WHAT IS NEEDED:
Look for the line containing "Annotation task — point out every instance of the dog's black" in the listing below. Retype that line and every subsequent line through the last one, and only those.

——

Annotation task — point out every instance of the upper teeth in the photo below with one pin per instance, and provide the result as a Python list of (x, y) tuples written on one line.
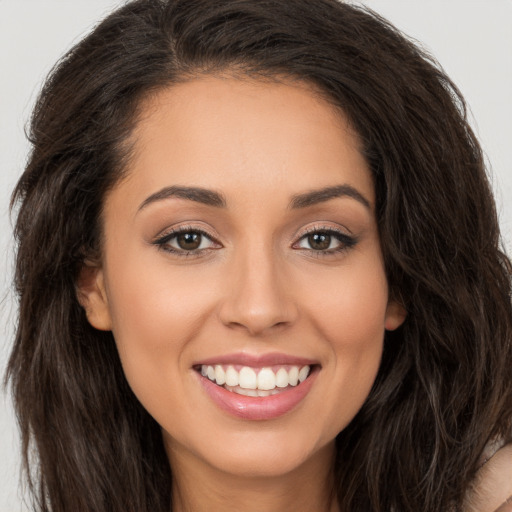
[(249, 378)]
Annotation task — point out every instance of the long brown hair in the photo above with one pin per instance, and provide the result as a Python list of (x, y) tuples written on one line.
[(444, 388)]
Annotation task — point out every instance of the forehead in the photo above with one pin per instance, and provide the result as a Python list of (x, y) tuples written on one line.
[(229, 134)]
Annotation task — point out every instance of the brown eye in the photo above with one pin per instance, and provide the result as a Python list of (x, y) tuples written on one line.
[(319, 241), (189, 241)]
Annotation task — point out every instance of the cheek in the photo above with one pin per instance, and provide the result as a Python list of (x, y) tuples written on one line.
[(155, 314)]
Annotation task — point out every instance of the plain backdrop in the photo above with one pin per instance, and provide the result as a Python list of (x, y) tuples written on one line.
[(470, 38)]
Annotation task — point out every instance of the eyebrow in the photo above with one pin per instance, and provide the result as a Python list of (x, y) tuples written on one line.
[(197, 194), (216, 199), (325, 194)]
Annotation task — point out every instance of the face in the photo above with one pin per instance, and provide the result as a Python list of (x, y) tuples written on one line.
[(243, 247)]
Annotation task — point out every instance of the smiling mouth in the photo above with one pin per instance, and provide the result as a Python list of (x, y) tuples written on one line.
[(256, 382)]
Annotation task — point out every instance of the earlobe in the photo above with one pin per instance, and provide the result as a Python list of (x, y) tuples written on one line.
[(92, 296), (395, 315)]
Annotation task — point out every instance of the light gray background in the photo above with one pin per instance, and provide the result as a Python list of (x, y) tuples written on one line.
[(471, 38)]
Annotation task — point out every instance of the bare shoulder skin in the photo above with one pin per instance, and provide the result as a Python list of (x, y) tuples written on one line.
[(492, 489)]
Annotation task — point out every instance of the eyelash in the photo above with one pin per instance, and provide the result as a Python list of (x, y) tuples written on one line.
[(346, 242)]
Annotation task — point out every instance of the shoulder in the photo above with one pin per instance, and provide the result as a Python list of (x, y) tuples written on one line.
[(491, 490)]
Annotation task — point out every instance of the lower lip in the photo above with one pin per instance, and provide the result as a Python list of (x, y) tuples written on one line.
[(258, 408)]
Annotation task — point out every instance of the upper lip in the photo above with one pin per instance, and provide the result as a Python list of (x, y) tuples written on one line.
[(257, 360)]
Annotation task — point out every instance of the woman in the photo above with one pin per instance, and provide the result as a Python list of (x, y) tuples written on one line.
[(259, 269)]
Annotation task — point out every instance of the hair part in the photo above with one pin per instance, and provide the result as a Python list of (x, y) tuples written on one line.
[(443, 389)]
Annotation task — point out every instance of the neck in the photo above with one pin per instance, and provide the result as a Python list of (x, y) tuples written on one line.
[(197, 486)]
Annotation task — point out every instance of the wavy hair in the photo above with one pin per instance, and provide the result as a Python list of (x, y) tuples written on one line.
[(444, 388)]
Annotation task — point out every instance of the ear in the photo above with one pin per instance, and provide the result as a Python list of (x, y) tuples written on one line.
[(395, 315), (92, 296)]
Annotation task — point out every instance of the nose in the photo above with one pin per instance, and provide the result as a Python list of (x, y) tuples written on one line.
[(257, 298)]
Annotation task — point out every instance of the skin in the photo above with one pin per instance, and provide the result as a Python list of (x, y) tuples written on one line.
[(259, 287)]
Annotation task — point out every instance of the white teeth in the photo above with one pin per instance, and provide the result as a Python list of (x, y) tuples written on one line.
[(231, 376), (281, 378), (293, 376), (304, 372), (220, 375), (247, 378), (265, 380)]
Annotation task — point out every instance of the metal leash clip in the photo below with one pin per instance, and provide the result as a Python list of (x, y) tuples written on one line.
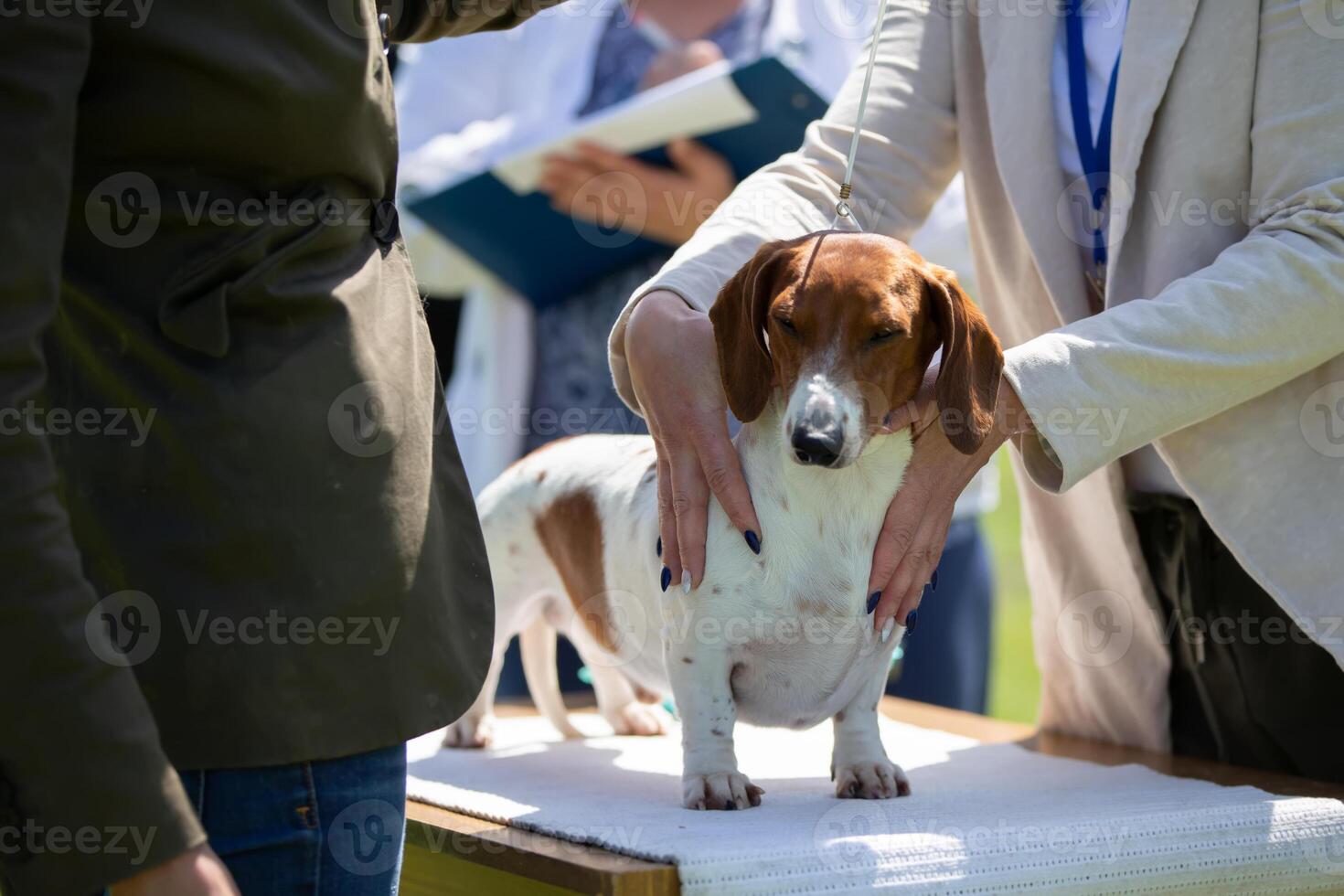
[(844, 211)]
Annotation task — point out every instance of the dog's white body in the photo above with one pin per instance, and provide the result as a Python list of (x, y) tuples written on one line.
[(781, 638)]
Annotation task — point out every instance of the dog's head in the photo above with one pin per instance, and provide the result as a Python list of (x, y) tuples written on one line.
[(846, 325)]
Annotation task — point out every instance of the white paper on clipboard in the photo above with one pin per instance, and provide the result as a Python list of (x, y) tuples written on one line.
[(700, 102)]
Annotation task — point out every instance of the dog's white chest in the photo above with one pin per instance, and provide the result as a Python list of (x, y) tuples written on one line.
[(794, 618)]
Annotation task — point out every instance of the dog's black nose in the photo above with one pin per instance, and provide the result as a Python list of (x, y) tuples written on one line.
[(817, 446)]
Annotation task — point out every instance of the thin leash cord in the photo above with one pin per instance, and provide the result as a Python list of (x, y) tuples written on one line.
[(843, 208)]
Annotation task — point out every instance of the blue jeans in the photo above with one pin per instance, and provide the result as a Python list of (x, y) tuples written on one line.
[(946, 658), (312, 827)]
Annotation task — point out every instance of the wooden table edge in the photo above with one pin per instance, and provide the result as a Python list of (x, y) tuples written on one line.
[(593, 869)]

——

TASK ANSWER:
Annotation task — point out every instance of the dog's black nose in the photo above with one pin per instance, and provide the result as a Python list of (x, y) tuples written on one line.
[(817, 446)]
Annotation task — point out every instance of the thin leash cord in the photo above with one pin per instance, and provide the result as a Python list of (x, y) tuples written on one line.
[(843, 208)]
Annotation task — point out every instance of the blue jeans in the photo above with one pin per instance, and provide the result as a Python list of (x, y) tuples written on one line.
[(946, 658), (312, 827)]
Annotation task — point out every instance of the wooden table edge in the photo above with one pin per instance, and provide the result as a Python list of (x, y) tuples written on one line.
[(593, 869)]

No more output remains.